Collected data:

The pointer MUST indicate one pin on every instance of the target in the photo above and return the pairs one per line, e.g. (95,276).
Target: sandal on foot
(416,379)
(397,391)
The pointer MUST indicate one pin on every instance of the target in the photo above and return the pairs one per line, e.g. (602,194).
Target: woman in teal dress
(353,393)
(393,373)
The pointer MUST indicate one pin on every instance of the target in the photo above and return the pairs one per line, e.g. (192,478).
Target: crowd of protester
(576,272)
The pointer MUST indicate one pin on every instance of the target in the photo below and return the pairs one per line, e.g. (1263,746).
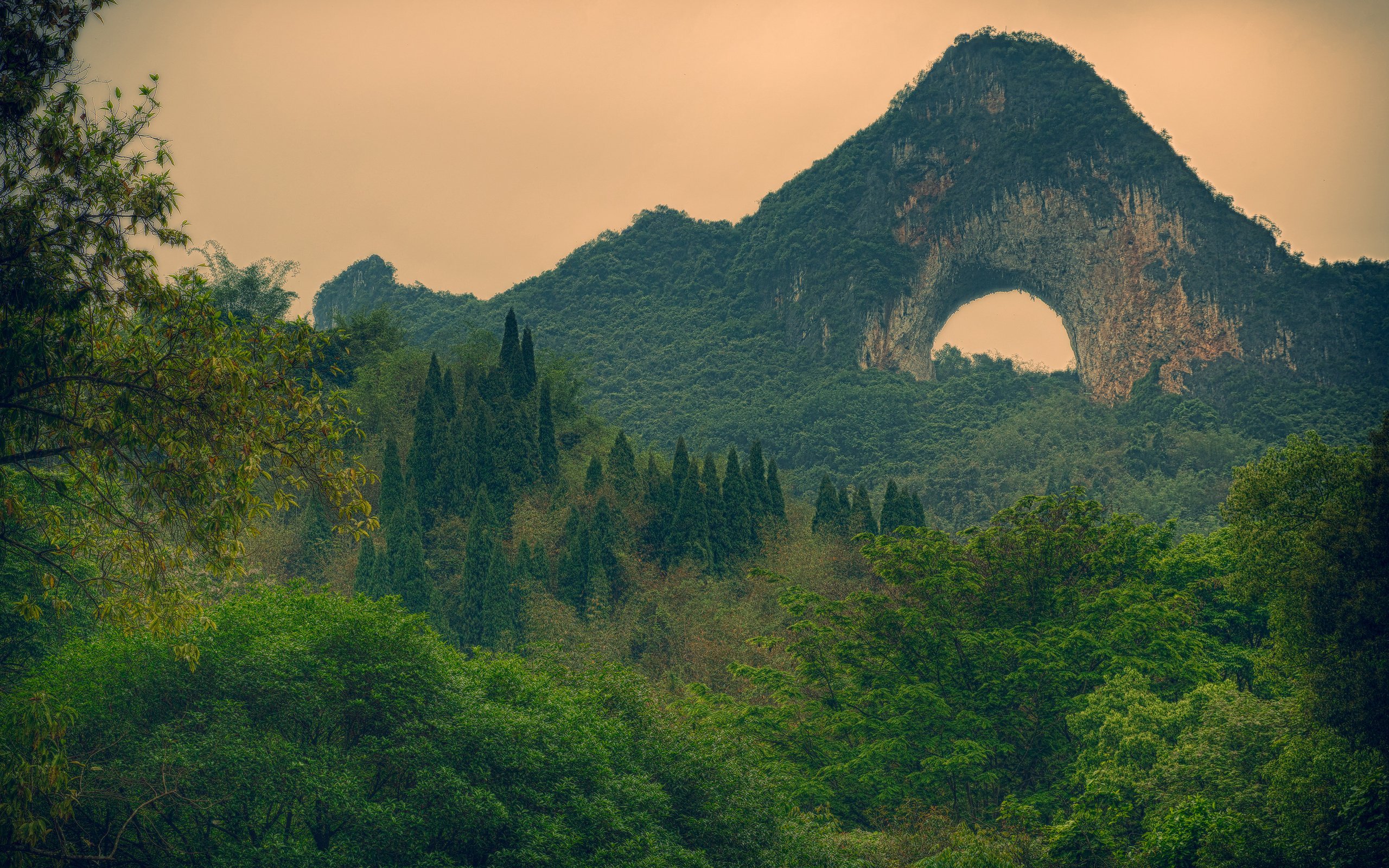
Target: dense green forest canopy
(373,595)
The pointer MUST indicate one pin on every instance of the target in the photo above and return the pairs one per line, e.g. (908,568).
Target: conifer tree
(571,573)
(661,499)
(498,623)
(409,576)
(314,541)
(775,499)
(547,448)
(891,519)
(914,509)
(516,450)
(448,398)
(528,363)
(392,484)
(424,456)
(478,456)
(594,478)
(723,544)
(690,527)
(827,509)
(513,370)
(365,578)
(434,380)
(760,499)
(680,465)
(737,513)
(603,581)
(480,552)
(860,517)
(623,465)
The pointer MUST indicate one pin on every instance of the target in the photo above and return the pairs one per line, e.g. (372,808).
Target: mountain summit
(1009,164)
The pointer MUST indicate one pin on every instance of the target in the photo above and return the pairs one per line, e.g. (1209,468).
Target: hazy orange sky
(475,143)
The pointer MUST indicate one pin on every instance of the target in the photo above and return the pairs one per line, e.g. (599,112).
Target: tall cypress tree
(680,465)
(760,499)
(448,396)
(549,450)
(424,449)
(827,509)
(498,624)
(480,448)
(891,519)
(516,450)
(775,499)
(723,541)
(661,499)
(603,579)
(477,571)
(365,577)
(528,363)
(914,509)
(409,576)
(623,465)
(316,538)
(690,527)
(594,478)
(513,368)
(737,513)
(573,569)
(392,484)
(860,517)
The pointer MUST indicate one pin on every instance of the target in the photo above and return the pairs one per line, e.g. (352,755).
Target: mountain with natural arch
(1009,164)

Task statement:
Reproduce the data from the line with "line, e.g. (372,808)." up to and including the final line, swapping "hazy orange sky" for "hazy amber sky" and keeping everything else the same.

Answer for this exercise:
The pointer MUST indicate one pin on every instance of the target in the photo above and return the pairs one per line, e.g. (372,808).
Target: mountain summit
(1009,164)
The pointer MUST indicate one pin on every instance of the target in the photo above and return the pairs one per line, e.g. (1209,468).
Target: hazy amber sky
(475,143)
The pointer MUST indicate one pin on every instance of the target in the photo above and return the pairs one per line, e.g. (599,112).
Target: tall cypress tree
(680,465)
(760,499)
(448,396)
(549,450)
(424,449)
(827,509)
(498,624)
(480,448)
(891,519)
(516,450)
(775,499)
(723,541)
(661,499)
(603,579)
(477,571)
(365,577)
(528,363)
(914,509)
(409,576)
(623,465)
(316,538)
(690,527)
(594,478)
(513,368)
(737,513)
(573,569)
(392,484)
(860,517)
The pointer MUST indicate one pin on every instance of the target in the photo above and return the pairs one per line, e.g. (352,755).
Target: mountain with natural arch
(1009,164)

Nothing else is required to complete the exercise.